### STATED PROBLEM
Identify and copy every line of the data below that contains the word "green". Case counts, so copy only lines where it appears in that exact case.

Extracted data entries

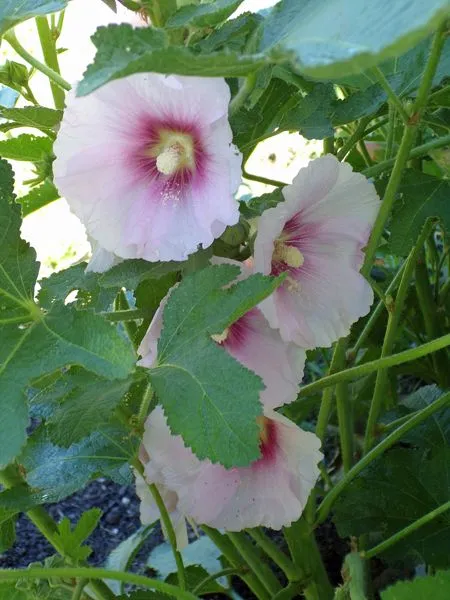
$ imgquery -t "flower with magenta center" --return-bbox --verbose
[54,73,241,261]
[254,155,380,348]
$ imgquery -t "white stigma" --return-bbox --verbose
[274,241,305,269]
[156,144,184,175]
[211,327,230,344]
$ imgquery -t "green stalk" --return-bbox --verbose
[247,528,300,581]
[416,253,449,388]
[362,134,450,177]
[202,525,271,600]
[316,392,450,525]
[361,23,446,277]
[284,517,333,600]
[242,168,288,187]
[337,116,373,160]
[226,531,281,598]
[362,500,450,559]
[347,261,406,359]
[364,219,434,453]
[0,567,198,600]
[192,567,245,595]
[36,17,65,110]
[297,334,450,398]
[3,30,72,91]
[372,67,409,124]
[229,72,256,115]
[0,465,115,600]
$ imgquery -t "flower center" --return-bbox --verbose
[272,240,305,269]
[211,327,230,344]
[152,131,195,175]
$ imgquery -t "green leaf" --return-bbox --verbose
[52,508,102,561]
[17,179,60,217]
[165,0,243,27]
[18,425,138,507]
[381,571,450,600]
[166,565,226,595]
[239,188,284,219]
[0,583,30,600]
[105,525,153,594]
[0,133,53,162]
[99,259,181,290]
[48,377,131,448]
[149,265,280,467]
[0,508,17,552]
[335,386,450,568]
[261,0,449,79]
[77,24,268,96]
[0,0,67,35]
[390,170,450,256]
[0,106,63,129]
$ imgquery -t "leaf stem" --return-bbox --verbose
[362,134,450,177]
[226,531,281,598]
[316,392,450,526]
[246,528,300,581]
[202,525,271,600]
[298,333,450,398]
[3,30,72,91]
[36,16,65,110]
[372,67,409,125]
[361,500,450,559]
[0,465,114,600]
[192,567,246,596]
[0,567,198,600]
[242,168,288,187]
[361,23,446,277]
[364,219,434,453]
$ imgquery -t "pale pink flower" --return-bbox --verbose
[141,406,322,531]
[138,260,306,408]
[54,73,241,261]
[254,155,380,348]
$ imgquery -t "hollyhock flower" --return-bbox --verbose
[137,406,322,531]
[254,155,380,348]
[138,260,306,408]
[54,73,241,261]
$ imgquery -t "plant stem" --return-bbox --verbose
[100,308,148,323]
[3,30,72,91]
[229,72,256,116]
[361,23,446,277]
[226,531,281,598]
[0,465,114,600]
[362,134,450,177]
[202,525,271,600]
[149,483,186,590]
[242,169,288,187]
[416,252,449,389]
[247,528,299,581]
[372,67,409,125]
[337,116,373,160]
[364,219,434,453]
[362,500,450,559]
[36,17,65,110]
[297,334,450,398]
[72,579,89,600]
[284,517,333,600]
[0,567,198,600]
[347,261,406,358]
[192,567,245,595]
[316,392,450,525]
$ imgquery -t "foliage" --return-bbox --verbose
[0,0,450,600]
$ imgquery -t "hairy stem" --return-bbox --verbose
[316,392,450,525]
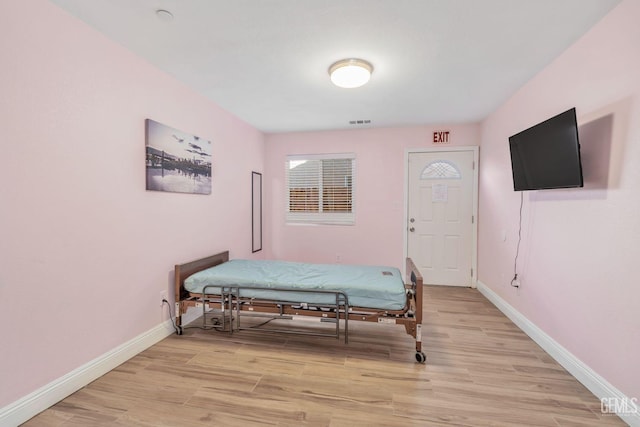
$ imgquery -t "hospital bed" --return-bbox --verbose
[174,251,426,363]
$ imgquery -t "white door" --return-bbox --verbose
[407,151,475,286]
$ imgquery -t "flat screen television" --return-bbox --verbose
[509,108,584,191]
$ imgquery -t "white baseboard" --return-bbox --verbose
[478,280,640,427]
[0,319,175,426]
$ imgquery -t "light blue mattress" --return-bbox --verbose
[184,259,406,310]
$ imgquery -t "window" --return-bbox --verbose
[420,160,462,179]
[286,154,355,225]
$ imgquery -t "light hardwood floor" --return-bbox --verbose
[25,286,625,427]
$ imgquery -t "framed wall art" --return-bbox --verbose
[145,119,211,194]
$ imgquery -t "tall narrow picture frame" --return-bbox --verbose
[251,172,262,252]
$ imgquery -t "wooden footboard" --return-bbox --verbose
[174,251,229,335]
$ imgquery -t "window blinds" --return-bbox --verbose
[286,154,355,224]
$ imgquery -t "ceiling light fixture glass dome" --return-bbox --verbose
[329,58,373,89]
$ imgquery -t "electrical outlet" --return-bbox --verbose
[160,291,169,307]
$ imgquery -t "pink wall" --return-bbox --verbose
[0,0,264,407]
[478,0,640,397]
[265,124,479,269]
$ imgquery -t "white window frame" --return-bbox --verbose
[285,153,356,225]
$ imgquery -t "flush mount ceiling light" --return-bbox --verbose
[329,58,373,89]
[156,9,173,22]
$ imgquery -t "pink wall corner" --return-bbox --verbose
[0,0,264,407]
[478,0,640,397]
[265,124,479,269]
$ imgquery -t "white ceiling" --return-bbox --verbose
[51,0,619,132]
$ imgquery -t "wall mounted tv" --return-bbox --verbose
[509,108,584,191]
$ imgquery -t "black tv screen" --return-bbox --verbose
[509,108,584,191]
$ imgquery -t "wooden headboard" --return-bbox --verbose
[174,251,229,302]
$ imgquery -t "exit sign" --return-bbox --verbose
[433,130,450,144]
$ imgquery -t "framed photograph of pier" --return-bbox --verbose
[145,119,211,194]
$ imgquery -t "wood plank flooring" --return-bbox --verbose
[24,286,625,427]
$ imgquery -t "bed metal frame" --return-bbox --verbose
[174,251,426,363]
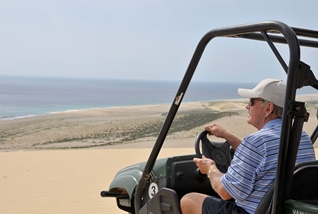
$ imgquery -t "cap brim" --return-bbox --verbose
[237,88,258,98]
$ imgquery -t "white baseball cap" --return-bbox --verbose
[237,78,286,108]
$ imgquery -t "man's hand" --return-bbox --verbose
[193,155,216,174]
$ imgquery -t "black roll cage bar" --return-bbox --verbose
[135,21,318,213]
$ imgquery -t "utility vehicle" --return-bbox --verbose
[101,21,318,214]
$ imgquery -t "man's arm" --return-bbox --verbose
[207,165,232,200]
--
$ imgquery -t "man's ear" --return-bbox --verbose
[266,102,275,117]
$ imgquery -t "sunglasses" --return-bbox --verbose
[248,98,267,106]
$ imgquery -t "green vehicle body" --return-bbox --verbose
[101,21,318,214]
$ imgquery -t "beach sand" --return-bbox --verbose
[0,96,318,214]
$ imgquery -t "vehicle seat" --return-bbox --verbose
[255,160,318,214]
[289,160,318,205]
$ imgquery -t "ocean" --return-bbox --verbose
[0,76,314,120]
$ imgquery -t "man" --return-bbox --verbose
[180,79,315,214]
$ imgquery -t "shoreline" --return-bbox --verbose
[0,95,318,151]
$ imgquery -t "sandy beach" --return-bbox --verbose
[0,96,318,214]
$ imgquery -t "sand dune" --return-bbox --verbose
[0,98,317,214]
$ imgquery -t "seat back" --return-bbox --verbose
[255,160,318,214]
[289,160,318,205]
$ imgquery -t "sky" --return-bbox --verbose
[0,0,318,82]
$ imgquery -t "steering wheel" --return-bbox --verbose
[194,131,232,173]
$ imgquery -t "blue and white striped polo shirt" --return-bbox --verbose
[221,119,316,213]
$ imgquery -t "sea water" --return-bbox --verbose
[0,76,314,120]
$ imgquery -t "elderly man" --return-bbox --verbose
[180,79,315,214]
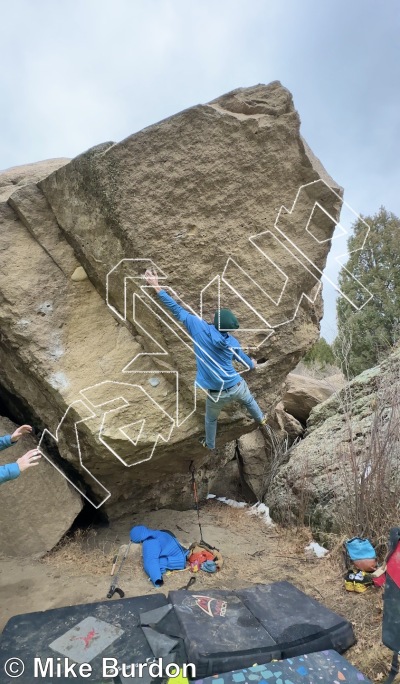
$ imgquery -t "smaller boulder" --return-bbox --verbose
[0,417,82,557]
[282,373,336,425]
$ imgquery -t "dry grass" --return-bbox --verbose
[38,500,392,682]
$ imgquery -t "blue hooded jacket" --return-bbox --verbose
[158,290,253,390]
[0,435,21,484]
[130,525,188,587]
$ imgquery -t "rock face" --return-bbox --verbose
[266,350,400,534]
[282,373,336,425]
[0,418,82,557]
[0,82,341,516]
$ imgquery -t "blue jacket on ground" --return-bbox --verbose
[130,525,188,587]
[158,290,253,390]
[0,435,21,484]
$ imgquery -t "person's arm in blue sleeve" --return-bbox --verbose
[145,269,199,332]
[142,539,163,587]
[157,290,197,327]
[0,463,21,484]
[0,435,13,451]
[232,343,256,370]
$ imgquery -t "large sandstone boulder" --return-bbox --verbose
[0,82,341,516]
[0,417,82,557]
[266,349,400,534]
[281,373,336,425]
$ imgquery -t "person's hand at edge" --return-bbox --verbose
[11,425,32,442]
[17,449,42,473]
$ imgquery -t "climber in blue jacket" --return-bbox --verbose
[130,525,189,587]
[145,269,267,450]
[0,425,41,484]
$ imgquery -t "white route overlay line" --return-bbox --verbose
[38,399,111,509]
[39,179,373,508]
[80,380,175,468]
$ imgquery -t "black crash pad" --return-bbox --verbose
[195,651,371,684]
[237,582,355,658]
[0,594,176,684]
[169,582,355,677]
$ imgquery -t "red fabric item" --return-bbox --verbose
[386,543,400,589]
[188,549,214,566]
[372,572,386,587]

### COMPLETED TASK
$ imgquery -t "green stalk" --return-bbox --verbose
$ imgquery -t "green leaf" --return-bbox --verbose
$ imgquery -t "green vehicle body" --return-bbox --verbose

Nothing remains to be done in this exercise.